## RECORDS
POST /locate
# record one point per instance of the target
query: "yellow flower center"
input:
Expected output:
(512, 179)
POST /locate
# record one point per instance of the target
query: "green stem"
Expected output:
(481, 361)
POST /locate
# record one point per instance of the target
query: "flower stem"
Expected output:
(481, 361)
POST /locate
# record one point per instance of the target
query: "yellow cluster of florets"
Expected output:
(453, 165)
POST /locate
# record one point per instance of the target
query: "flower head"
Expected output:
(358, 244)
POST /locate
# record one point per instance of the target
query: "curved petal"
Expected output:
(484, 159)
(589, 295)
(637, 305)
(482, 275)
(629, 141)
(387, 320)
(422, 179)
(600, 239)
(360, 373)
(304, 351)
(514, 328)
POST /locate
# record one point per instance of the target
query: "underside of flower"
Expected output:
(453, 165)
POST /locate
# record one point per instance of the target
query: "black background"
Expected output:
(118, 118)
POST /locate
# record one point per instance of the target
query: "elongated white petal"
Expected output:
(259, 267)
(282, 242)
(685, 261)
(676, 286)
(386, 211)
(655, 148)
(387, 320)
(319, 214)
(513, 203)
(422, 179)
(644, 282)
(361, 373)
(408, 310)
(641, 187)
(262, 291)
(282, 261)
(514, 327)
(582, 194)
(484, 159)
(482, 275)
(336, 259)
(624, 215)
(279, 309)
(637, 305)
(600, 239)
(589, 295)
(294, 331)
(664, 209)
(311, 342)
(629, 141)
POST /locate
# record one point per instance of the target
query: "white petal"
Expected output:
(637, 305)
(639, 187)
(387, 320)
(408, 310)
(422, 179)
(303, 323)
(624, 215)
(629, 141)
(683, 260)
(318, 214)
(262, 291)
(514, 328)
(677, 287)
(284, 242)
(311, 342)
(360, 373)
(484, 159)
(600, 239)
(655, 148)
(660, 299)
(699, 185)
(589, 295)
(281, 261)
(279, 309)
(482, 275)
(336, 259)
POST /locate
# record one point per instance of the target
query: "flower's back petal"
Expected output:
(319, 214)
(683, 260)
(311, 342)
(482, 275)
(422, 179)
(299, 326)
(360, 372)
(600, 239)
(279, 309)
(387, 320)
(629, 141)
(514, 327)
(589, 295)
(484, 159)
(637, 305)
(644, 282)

## WHAT TO WORK ON
Give the material above again, word for word.

## EXERCISE OUTPUT
POST /locate
# record one point per instance of the target
query: "yellow flower center"
input:
Expected output:
(512, 179)
POST /locate
# record one point per instance of the target
query: "green stem"
Expected output:
(481, 361)
POST /locate
# record one point per instance of the target
query: "flower stem"
Expected output:
(481, 361)
POST /locate
# record one point per instance of the target
query: "yellow cluster of florets"
Expected output:
(453, 165)
POST /locate
# record one point per instance of the target
query: "flower head"
Expected output:
(358, 244)
POST /locate
# record one point per instance of the target
query: "curved petal"
Expected output:
(484, 159)
(589, 295)
(637, 305)
(482, 275)
(629, 141)
(387, 320)
(422, 179)
(600, 239)
(360, 373)
(304, 351)
(514, 328)
POST /locate
# record one point per instance of the target
query: "underside of flower"
Expected output:
(453, 165)
POST /locate
# record one point per instance of the target
query: "black background"
Expected output:
(118, 118)
POST /locate
# record one point per instance of the target
query: "elongated white petal"
Expected output:
(259, 267)
(282, 242)
(685, 261)
(676, 286)
(386, 211)
(655, 148)
(387, 320)
(319, 214)
(513, 203)
(422, 179)
(644, 282)
(361, 373)
(408, 310)
(641, 187)
(262, 291)
(282, 261)
(514, 327)
(582, 194)
(484, 159)
(482, 275)
(336, 259)
(624, 215)
(279, 309)
(637, 305)
(600, 239)
(589, 295)
(294, 331)
(664, 209)
(311, 342)
(629, 141)
POST /locate
# record one point per instance of the target
query: "white petal"
Expected output:
(637, 305)
(639, 187)
(387, 320)
(408, 310)
(422, 179)
(303, 323)
(624, 215)
(629, 141)
(683, 260)
(318, 214)
(262, 291)
(514, 328)
(677, 287)
(284, 242)
(311, 342)
(360, 373)
(484, 159)
(600, 239)
(655, 148)
(660, 299)
(699, 185)
(589, 295)
(281, 261)
(279, 309)
(482, 275)
(336, 259)
POST /locate
# record one point per instance of the target
query: "flower's back petal"
Expected output:
(319, 214)
(683, 260)
(311, 342)
(482, 275)
(422, 179)
(299, 326)
(360, 372)
(600, 239)
(279, 309)
(387, 320)
(629, 141)
(514, 327)
(589, 295)
(484, 159)
(637, 305)
(644, 282)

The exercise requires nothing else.